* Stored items
+===+

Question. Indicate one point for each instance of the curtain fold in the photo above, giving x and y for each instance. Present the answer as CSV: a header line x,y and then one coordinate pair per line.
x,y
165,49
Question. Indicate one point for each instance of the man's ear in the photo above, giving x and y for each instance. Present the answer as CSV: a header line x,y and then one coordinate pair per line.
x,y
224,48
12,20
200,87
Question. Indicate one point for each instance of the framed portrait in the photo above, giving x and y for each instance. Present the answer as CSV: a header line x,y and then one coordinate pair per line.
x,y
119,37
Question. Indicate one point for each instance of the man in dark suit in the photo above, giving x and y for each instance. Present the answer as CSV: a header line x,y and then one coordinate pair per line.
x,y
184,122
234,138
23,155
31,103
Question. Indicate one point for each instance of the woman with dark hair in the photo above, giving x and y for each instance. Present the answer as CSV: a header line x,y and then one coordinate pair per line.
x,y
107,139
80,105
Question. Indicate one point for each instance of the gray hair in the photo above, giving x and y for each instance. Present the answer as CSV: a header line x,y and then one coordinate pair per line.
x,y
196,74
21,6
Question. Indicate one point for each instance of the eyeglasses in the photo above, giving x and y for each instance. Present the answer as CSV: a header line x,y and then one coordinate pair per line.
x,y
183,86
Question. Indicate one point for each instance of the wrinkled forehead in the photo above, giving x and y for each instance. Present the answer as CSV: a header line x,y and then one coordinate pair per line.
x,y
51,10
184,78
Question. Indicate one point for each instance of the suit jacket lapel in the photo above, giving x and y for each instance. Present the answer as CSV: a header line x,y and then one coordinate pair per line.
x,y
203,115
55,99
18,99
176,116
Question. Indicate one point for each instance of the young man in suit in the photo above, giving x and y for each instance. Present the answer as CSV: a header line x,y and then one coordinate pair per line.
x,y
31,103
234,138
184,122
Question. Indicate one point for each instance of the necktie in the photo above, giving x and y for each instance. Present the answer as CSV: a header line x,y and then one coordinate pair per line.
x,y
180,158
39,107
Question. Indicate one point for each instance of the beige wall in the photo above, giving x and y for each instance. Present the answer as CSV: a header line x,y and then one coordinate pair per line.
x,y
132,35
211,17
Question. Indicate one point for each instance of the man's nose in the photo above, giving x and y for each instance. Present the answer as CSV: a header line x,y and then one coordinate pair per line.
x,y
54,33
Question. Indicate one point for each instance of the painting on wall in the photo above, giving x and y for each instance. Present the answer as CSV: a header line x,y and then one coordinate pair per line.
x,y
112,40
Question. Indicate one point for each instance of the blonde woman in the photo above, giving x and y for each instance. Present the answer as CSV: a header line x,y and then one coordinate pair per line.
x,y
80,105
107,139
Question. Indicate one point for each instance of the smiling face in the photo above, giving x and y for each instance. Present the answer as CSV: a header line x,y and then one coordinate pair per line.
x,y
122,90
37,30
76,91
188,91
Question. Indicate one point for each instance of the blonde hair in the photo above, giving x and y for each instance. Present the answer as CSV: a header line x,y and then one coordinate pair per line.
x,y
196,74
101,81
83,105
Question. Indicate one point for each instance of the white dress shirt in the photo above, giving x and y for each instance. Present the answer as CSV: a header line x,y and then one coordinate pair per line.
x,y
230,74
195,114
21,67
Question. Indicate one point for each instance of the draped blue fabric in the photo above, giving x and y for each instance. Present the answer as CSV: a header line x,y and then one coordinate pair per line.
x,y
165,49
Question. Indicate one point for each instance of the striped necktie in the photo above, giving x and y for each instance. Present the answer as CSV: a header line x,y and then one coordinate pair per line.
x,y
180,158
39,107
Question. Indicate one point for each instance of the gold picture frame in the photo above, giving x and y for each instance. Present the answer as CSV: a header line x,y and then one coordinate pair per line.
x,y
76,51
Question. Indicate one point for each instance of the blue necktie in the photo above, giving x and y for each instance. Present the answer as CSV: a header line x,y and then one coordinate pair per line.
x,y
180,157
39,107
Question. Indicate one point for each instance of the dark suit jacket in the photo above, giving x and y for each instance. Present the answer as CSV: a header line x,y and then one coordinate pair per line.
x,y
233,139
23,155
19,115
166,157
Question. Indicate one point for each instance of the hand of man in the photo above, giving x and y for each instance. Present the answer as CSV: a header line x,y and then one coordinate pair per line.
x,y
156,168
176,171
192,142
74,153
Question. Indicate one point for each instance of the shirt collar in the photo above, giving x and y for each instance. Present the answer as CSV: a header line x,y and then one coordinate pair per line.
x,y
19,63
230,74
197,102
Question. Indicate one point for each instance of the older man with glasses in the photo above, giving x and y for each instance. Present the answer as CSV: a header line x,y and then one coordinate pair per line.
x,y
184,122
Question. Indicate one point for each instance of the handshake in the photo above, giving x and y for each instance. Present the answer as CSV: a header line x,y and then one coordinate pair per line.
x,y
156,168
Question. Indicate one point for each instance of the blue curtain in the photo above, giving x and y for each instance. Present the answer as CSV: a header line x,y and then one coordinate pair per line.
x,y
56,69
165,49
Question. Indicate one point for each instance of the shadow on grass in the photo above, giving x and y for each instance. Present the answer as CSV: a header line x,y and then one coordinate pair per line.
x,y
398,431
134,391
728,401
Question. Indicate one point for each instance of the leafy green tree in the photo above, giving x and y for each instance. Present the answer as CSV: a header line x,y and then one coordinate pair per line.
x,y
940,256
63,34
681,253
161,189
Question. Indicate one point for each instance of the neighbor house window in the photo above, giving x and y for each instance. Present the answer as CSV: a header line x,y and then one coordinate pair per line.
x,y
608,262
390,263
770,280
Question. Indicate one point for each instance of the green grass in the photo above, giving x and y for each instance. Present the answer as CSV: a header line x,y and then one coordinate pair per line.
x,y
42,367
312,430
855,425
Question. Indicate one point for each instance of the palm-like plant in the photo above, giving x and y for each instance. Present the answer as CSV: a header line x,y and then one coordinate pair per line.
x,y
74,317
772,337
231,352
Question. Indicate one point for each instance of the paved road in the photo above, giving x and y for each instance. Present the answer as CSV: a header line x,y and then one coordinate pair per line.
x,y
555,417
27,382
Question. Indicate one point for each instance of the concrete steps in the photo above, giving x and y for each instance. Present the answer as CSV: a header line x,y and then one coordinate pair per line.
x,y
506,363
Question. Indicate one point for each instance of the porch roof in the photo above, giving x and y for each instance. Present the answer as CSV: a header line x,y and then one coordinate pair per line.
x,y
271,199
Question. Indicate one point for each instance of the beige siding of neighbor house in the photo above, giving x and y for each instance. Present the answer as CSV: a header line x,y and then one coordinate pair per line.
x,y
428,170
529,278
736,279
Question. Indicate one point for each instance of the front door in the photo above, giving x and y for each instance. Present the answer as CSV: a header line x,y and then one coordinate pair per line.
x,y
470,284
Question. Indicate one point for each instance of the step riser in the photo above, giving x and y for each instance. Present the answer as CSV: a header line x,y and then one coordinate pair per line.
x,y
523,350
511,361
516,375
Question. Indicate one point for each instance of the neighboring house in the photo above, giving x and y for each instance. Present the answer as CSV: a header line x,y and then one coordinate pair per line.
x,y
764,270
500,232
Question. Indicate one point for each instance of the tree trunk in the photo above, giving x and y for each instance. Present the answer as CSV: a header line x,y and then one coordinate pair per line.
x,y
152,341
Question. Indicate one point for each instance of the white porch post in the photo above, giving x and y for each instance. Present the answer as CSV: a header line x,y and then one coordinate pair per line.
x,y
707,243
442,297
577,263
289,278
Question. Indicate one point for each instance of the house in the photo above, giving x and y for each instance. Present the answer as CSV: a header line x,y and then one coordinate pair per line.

+===+

All the records, from start to finish, are to be repeated exactly.

* TASK SOLUTION
Question. Indicate one point for each instance of the curtain fold in the photo above, giving x and y for each instance. Present the answer as CSV: a header line x,y and then one coordinate pair per line.
x,y
165,49
Question. Indicate one point for each instance of the man's ear in the photo above, giving x and y for each instance. Present the answer as CSV: a header line x,y and then one coordinate pair per line.
x,y
224,48
12,20
200,87
Question. Indicate one point for each instance of the framed portrait in the photo above, giving x and y for each instance. Present the answer as CSV: a header line x,y and then one coordinate pair per line.
x,y
119,37
Question. Indicate one point for each instance of the man in dark suit in the photo above, giving x and y for each instance. Present the answer as CSV: a header line x,y and then one coordinate pair per line.
x,y
184,122
234,138
23,155
31,103
Question. Indicate one point for each instance of the woman with dark hair in the photo above, giving x and y for each instance. Present the answer as CSV: a header line x,y and then one coordinate pair per line.
x,y
107,139
80,105
Question. Indicate one point for each instance of the gray hair in the photo above, giving x and y for each instance. Present the answer as CSV: a header line x,y and then one coordinate pair per line.
x,y
196,74
21,6
Question. Indicate one point for each instance of the eyeglasses in the photo above, giving x and y for each instance. Present the answer as CSV: a header line x,y and then one coordinate pair per line.
x,y
183,86
Question. Indicate one point for each instance of the wrinkled forehead in the photo above, giving x and y for each instance. Present the answer as CSV: a header line x,y and then one coordinate pair per line.
x,y
51,10
184,78
Question. Indicate one point for each instance of the suit jacket lapel in the photo above, giving x and y for each instance. Present the answer as CSV: a header line x,y and then one coordinate pair per line.
x,y
203,115
55,99
18,99
176,116
Question. Indicate one point for each instance of the young man in suit in the photo above, giving x and y for each instance. Present the answer as CSV: a header line x,y and then one coordinate pair per line.
x,y
31,103
234,138
184,122
Question. Indicate one point for each instance of the necktie in the photo above, giving x and y for each instance. Present the answer as CSV: a header line x,y and then one coordinate pair per line.
x,y
180,158
39,107
Question. Indicate one point for each instance of the beige wall in the photo above, giving x and y for each instance. Present the answer as CSV: a header line x,y and then one coordinate pair per line.
x,y
132,35
211,17
Question. Indicate one point for each instance of the man's nose in the photo above, giving x and y for each instance. Present the answer as CSV: a header line x,y and then one coordinate pair per line.
x,y
54,33
Question. Indicate one point for each instance of the painting on wall in the photo above, giving x and y for each instance. Present the answer as CSV: a header line x,y and then one coordinate pair per line.
x,y
112,40
Question. Indicate one point for each instance of the blonde woman in the photo above, giving x and y for each instance. Present the answer as CSV: a header line x,y and then one coordinate pair per line.
x,y
80,105
107,139
Question. Indicate one point for each instance of the smiling face in the photo above, giving x and y for each instance. Present the answer as CSV: a header line x,y and then one coordinate pair per line.
x,y
122,90
37,30
76,91
188,91
Question. Indicate one point for each instance of the blonde hair in the photo above, giving x and y for each instance. Present the answer as CSV: a header line x,y and then one coordinate pair per line.
x,y
196,74
101,81
83,105
Question. Indicate one point for each instance of the white dress shirt in the photo above, giving x and y for each instance. Present the answer as CSV: a header line x,y and then one coordinate pair per line.
x,y
230,74
195,114
21,67
Question. Indicate one point for each instance of the draped blue fabric in the photo above, giving x and y for each instance. Present the answer as CSV: a header line x,y and then one coordinate pair per line.
x,y
165,49
Question. Indicate one point for each instance of the striped necktie in the photo above, giving x and y for each instance. Present the answer as CSV: a header line x,y and then one coordinate pair per line.
x,y
180,158
39,107
Question. Indicate one point for each instance of the gold picture frame in the photo above, giving x and y for each instance. Present the answer as CSV: a header line x,y and then one coordinate pair per line.
x,y
76,51
Question. Indicate one point for each instance of the blue necktie in the photo above, giving x and y for each instance. Present the answer as CSV: a header line x,y and then one coordinate pair per line.
x,y
180,157
39,107
Question. Indicate one point for each instance of the dark suit jacket in the photo above, giving x and y for each instance. Present the answer as CSV: a header line x,y and then one coordinate pair per line.
x,y
233,139
23,155
19,115
166,157
Question. Indicate one point for each instance of the hand of man in the photo above, giving x and y for each instance. Present the answer as CSV: a header line x,y and then one coordinate pair per line.
x,y
156,168
176,171
192,142
74,153
Question. Indicate one point for each instance of the shirt collar in the photo above, giving x and y for each instance. Present the answer as CSV: a header line x,y and then one coordinate pair per line.
x,y
19,63
230,74
197,102
Question. Indicate one point for each instance of the older man with glasses in the photo above, giving x and y for each instance. Present the answer as CSV: a header line x,y and then one coordinate pair per line.
x,y
184,122
Question. Indicate one point for each instance of the handshake in the photo above, giving x and y for each instance. Present the answer as CSV: a header line x,y and then one coordinate pair per line.
x,y
156,168
Question. Indicate one point for each instance of the blue curtain in the photo above, giving x and y for each instance. Present the answer as CSV: a header line x,y and then one coordinate pair per line.
x,y
56,69
165,49
Question. Indicate one point for each instance of the shadow on grass in the photo above, giving x and y for each instance. Present the answer as CSV: a header line x,y and then one coordinate pair per line.
x,y
398,431
134,391
728,401
Question. Indicate one point for each instance of the leafy green tree in the photo above, giving x and y for each instance. Present the answer as CSV: a header line x,y and then one coordinate pair per line.
x,y
940,256
63,34
681,253
161,189
Question. Indicate one point for each instance of the neighbor house window in the photo above, giving x and y for each instance. Present the answer as CSV: a header line x,y and then one coordinate pair per line.
x,y
608,262
390,263
770,280
Question. Indicate one point for each instance of the green grass in the photo above, giving x and y for each instance. Present the answer as CSV: a header line x,y and then one coordinate pair per line.
x,y
42,367
312,430
855,425
Question. Indicate one point for each instance of the palm-like plant in the photo above, giving x and y for each instance. Present the answer as CSV: a header line x,y and then one coordinate pair per line.
x,y
74,317
772,337
231,352
Question. Indicate one point for each instance of the paved road in the photo above, giving x and y for each instance. Present the answer as CSV: a header line x,y and then one coordinate pair per line.
x,y
555,417
27,382
Question. Indicate one point for each instance of the concrete steps in the photo above, giving x and y for each instance. Present the answer as CSV: a header line x,y and then one coordinate pair per line.
x,y
506,363
Question. Indicate one point for each instance of the porch roof in the photo above, giving x and y for each instance. Present the answer as CSV: a header line x,y and then one coordinate pair per line.
x,y
271,199
Question. Indicate one point for each instance of the beige siding of neighbor house in the photo above, giving x and y for each instance. Present the answer as CSV: a header line x,y and then one coordinate pair per line.
x,y
428,170
529,278
736,279
Question. Indicate one point for each instance of the front door in the photo above, giving x and y for each instance. Present the answer as CSV: a header line x,y and then one coordinate pair per line.
x,y
470,284
Question. Indicate one point for each instance of the step riser in the photo above, giving x and y for each instance. Present the answer as CSV: a header line x,y and then one coordinate pair per line.
x,y
523,350
511,361
516,375
Question. Indicate one point for each instance of the neighboring house in the photo above, giving x and y for each instance. Present the answer as CSV: a header line x,y and then one coordinate pair per line.
x,y
764,270
500,232
Question. Indicate one point for each instance of the tree trunk in the photo above, giving x and y for each instance. Present the answer as CSV: a header line x,y and then one coordinate pair per line.
x,y
152,341
Question. Indicate one point for each instance of the white porch post in the photo above, giving x and y for each instance. Present the answer as CSV: a header line x,y and then one coordinate pair per line.
x,y
707,243
442,297
577,263
289,278
Question. Indicate one point for each instance of the house in the photo above, giving x and y for each instance. Present the answer as CSV: a header line x,y and then one coordinate pair per line.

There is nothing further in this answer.